> _EXERCISES TO COMPLETE_:
• a. In the Wisconsin farm profile, which crops do Nancy Kavazanjian and Charlie Hammer grow in rotation?
• b. According to the Wisconsin farm profile, why did the couple adopt "our soil is our strength" as their farm motto?
• c. Restate the Wisconsin farm profile from "Nancy Kavazanjian and" up to and including "on the farm.", renaming "prairie strips" as "buffer strips".

> _EXERCISE TEXT_:
────────────────

Nancy Kavazanjian and her husband Charlie Hammer farm in the south-central part of Wisconsin where they grow corn, soybeans and wheat in rotation. Over the years they have been innovators in no-till and strip till farming and were the first in their area to regularly use cover crops. We’ll talk about her farm and her soil health building practices, but we also get into things like how she looks at soil biology and what prompted them to want to implement prairie strips and pollinator habitat and the experiments she’s still conducting on the farm.
“We’ve been farming together for over 40 years, and when we started farming, we took a motto for our farm and it was “our soil is our strength.” Because we knew as crop farmers here in the middle of dairy country that what we could do best was to grow good crops. And we knew to grow good crops, we needed good soils. And what that has involved has evolved over the years. So, we were early adopters of no-till, and we’re now mostly either no-till or strip tillers.”
Kavazanjian talks candidly about what has worked and what hasn’t worked on their 2,000-acre farm, and the questions they’re still asking themselves about how to be the best stewards of the land they can possibly be. The area they farm historically was glaciated leading to lots of rocks and inconsistencies in their soil types.
“I think maybe because I didn’t know what I didn’t know I wasn’t afraid to try things. I didn’t know that women weren’t supposed to go to those meetings 45 years ago; the crop meetings and the machinery meetings. You know, a lot of times I was the only woman. There wasn’t a woman on staff, but I didn’t know I wasn’t supposed to be there, so I was always there. I didn’t know that we shouldn’t be trying things.”

────────────────

> _RECORDS SUPPLIED_:
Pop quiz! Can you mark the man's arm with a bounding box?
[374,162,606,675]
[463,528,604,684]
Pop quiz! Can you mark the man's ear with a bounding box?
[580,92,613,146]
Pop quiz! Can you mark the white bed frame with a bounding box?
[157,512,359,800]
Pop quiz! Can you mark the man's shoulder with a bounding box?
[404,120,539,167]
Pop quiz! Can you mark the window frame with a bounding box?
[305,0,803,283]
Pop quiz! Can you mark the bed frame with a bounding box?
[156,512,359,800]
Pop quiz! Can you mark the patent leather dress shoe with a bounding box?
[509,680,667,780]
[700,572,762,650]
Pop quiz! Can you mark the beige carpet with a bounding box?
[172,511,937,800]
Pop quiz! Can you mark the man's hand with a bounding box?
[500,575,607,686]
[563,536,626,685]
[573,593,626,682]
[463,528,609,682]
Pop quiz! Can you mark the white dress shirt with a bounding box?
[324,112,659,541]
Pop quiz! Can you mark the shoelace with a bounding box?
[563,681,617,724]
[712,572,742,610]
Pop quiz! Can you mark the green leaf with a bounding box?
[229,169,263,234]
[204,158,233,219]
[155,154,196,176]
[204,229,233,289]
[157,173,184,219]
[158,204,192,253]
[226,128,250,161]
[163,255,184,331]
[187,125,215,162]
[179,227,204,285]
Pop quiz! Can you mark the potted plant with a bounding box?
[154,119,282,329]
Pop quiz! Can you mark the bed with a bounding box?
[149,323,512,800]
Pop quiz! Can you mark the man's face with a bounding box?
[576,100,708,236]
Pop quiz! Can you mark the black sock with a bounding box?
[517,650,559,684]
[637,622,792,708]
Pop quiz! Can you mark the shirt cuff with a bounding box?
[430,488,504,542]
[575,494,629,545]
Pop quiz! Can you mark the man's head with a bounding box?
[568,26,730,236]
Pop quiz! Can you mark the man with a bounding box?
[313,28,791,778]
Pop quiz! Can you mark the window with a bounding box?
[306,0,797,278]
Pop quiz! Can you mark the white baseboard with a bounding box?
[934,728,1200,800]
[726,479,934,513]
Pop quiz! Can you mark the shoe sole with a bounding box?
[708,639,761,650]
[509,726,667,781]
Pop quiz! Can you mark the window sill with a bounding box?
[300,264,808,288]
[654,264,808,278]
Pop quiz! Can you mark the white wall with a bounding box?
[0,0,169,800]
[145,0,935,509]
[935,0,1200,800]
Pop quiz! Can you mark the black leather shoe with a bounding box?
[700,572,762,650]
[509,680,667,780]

────────────────

> _RESPONSES TO THE TASKS_:
• a. Corn, soybeans and wheat.

• b. As crop farmers in the middle of dairy country, they knew that what they could do best was grow good crops. To grow good crops, they needed good soils.

• c.
Nancy Kavazanjian and her husband Charlie Hammer farm in the south-central part of Wisconsin where they grow corn, soybeans and wheat in rotation. Over the years they have been innovators in no-till and strip till farming and were the first in their area to regularly use cover crops. We’ll talk about her farm and her soil health building practices, but we also get into things like how she looks at soil biology and what prompted them to want to implement buffer strips and pollinator habitat and the experiments she’s still conducting on the farm.